→ **WHAT TO DO**
Reproduce, word for word, the part of the items that opens with the line containing "Target: shoreline" and runs through the last line of the items, including both ends.

[begin EXCERPTED DATA]

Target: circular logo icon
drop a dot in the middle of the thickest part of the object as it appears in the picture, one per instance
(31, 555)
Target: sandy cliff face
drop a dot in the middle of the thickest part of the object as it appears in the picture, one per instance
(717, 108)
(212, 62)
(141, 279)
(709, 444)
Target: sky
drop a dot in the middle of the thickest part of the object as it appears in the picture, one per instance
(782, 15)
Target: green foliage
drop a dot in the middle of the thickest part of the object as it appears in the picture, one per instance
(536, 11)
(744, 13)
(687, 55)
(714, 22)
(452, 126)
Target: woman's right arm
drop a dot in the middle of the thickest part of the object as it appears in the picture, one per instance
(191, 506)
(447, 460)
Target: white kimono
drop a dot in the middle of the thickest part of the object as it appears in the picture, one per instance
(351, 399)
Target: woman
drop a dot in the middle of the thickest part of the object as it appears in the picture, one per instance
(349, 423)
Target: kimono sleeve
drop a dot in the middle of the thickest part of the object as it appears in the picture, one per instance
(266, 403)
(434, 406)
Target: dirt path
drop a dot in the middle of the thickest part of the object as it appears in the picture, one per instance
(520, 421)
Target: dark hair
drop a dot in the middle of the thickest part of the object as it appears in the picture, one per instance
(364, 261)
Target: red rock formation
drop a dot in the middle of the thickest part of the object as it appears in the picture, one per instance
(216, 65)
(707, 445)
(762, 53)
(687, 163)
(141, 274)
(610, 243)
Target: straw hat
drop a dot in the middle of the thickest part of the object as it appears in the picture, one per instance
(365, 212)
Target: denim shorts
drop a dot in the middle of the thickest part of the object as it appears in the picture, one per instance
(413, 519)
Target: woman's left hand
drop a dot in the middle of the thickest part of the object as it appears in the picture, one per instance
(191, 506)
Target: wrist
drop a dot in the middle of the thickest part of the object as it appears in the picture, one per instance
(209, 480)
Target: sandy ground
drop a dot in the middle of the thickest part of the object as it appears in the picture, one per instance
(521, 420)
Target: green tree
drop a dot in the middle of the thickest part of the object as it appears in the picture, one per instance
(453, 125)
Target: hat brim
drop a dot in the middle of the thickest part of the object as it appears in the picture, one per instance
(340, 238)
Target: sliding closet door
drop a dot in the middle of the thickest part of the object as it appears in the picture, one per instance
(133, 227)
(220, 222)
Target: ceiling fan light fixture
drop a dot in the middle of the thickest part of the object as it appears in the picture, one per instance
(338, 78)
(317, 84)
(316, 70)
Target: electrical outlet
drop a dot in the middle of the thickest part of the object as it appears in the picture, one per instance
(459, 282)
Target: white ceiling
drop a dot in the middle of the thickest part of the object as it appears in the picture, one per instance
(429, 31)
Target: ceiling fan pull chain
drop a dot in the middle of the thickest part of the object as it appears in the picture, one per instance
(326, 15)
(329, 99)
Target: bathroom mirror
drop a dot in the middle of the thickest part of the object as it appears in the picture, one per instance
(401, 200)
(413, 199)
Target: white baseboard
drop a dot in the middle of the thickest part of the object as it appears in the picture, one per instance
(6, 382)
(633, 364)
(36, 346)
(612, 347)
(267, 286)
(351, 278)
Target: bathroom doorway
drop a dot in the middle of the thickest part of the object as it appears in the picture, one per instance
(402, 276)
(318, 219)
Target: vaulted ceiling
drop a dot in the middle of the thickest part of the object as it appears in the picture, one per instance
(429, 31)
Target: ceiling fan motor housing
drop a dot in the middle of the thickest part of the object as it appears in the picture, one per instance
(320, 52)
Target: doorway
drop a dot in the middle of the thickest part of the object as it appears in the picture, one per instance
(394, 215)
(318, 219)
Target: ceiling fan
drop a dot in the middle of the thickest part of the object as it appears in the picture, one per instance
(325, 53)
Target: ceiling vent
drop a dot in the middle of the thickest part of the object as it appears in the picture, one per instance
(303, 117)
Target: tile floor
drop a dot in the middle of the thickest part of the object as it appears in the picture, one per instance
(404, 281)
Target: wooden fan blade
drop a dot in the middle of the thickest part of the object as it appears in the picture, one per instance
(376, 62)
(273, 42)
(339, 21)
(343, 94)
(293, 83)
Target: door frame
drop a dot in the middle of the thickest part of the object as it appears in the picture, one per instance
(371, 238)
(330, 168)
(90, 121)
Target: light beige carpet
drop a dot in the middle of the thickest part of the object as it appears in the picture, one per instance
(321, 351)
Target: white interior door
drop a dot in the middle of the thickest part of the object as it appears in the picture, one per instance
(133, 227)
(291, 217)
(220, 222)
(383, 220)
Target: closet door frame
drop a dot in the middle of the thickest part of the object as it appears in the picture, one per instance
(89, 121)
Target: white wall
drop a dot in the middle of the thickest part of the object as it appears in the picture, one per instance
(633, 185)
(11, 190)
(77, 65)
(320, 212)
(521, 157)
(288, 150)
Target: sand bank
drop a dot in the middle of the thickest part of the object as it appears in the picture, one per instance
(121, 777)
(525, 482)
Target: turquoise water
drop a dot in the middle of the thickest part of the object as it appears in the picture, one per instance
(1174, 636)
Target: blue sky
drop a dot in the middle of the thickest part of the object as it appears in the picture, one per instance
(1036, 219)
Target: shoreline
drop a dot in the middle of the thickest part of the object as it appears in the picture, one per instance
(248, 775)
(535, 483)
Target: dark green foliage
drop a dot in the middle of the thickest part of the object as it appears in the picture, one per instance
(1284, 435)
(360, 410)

[end EXCERPTED DATA]

→ **TASK OUTPUT**
Target: shoreline
drop a dot in the middle of the thickest part of the object as it appears in the picture, one per instance
(248, 775)
(535, 483)
Target: dark green foliage
drop a dot in the middle of the thickest part of the object as it appears in the picture, one per instance
(1284, 435)
(360, 410)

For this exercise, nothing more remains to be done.